### Stated exercise A
In the discussion about buying furniture, what did the store where the sofa was bought have on display?
### Stated exercise B
Continue the discussion about buying furniture from its last sentence.

You can drop way more than $1k and be stuck with something that's really kind of crappy.

You have to know enough to know who is actually building the good stuff, and who is building good-looking marketing.


I have bought things online and been burned by the not know the who part. I'm now to the point that if it is anything I will be spending a lot of time on, I'm not buying it unless I can see it in person. One vendor's medium firmness might be another's firm. Other furniture is less critical to me, so I haven't put the in-person only rule for that stuff


In-person seems like it should be a hard requirement for anything a person will sit on. There is no way to tell anything just by looking at a picture.

The sofa I got had one in-store that was cut in half at all levels, so the construction and materials could all be seen. Any company doing that is probably going to be pretty solid, and if not, it should be obvious.


> In-person seems like it should be a hard requirement

should but yet online sales of furniture is not a small market


A lot of people these days are into the mode of order online. Certainly there are a ton of podcasts that offer deals on some of the online furniture companies. I don't think I'd personally do it but then my parents probably wouldn't have ordered a lot of stuff online that I do. (But furniture and big electronics appliances are arguably much more of a hassle to return than other things.)

### Excerpted records

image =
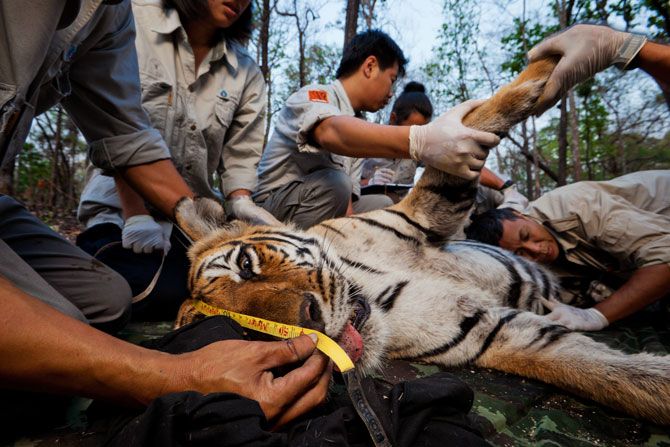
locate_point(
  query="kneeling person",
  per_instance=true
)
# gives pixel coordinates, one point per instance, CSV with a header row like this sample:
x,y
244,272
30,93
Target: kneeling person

### Final result A
A sofa cut in half at all levels, so its construction and materials could all be seen.

### Final result B
I’m actually much happier ordering appliances online vs furniture- because appliances I can evaluate in multiple ways that don’t need me to sit on it.

Unfortunately some very comfortable furniture turns out to not be long lasting, as I discovered, even when moderately pricey. Steel frame sofas can bend and break under repeated use because the steel is so thin - if you can bend it by hand, it will fail eventually.


Well, yeah, appliances. Even if I order one at my local Lowe's, as I just did, it's not like I'm going to run a bunch of controlled dishwashing tests with it.

Durability of furniture is harder to measure even if you try it out.


And it's not only sofas. People still conflate price with quality, and this is massively exploited.

You can see that from the number of "small brand" insta-entrepreneurs. People will readily shell $80 for the latest trendy item they saw in a sponsored insta-ad, believing they're buying a branded product. In reality, it's the same $20-$30 item sold on TEMU, with a brand name slapped on it.


YMMV also includes adjusting for today's $. My $300 is today's $1k. So it still stands


Did you last buy a couch in 1982?


Me? I haven't bought a couch. I'm on the same couch I grew up on at my parent's house that was bought circa 1978, so essentially, yes. Solid wood frame. Re-stuffed cushions. My couch can be found in those "If you recognize this, you're old" memes. AKA, I'm old

Edit: re-reading almost reads if I'm still at my parent's house couch surfing. I'm not a zillenial. I'm in my place with that furniture from back then.


I ask because $300 -> $1000 is roughly 1982 to today.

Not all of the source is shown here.